(Selected passage)

High five! Poor neighbors we have... There are limits to where I'm willing to take this too. Health is numero uno for me. Currently 66F indoors here, while approaching freezing at night outside. My heating only kicks in if temps drop below 55.4 F, which only happened once, when it was around 5F outside for two weeks. Been going like this for a couple of years and I must say it's kinda nice to sync with the seasons within a reasonable bandwidth. Gets too hot to my taste in summer. Makes it a lot harder to sleep.

----------


## Otherside

@TuanJie

Oh I know what you mean about the summer. Was like I was living in a sauna this August. Too hot to sleep. Don't really do aircon in homes in the UK. 
My flat is at a comfortable 21C/66F at the moment. Heating off. Shouldn't be to cold here tonight, 1c/33. I just turn mine on and off as needed.

(End Selected passage)

▶ _Task to carry out_
Write out the forum exchange about indoor heating and temperatures in full, word for word.

(Extracted data)

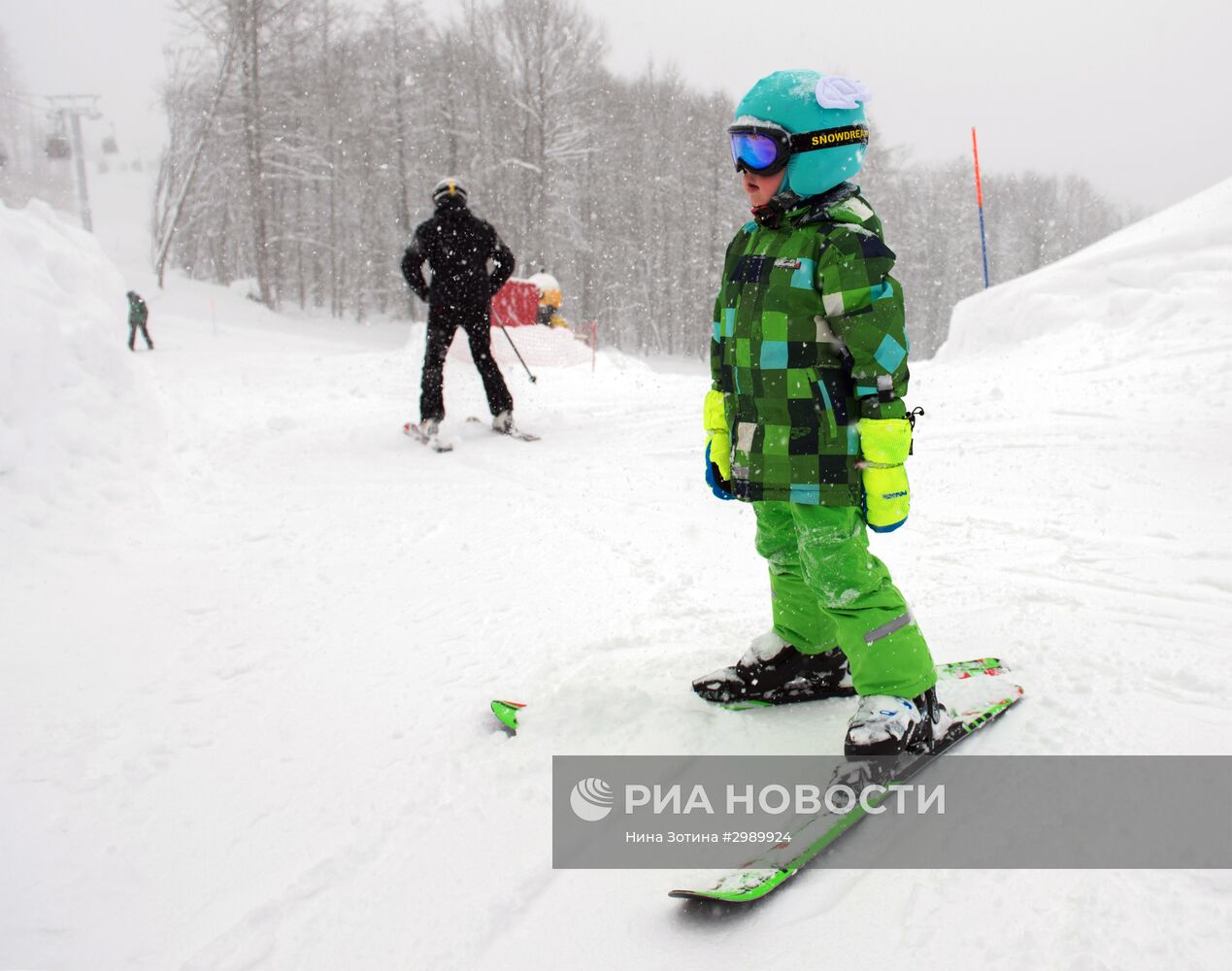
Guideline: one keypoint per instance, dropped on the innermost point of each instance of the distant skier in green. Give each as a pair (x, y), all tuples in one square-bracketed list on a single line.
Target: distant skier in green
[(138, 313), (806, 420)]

(End Extracted data)
(Extracted data)

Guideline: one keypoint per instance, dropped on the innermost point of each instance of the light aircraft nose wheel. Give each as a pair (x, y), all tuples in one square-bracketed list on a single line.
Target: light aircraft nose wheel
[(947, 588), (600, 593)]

(End Extracted data)

▶ _Expected answer_
High five! Poor neighbors we have... There are limits to where I'm willing to take this too. Health is numero uno for me. Currently 66F indoors here, while approaching freezing at night outside. My heating only kicks in if temps drop below 55.4 F, which only happened once, when it was around 5F outside for two weeks. Been going like this for a couple of years and I must say it's kinda nice to sync with the seasons within a reasonable bandwidth. Gets too hot to my taste in summer. Makes it a lot harder to sleep.

----------


## Otherside

@TuanJie

Oh I know what you mean about the summer. Was like I was living in a sauna this August. Too hot to sleep. Don't really do aircon in homes in the UK. 
My flat is at a comfortable 21C/66F at the moment. Heating off. Shouldn't be to cold here tonight, 1c/33. I just turn mine on and off as needed.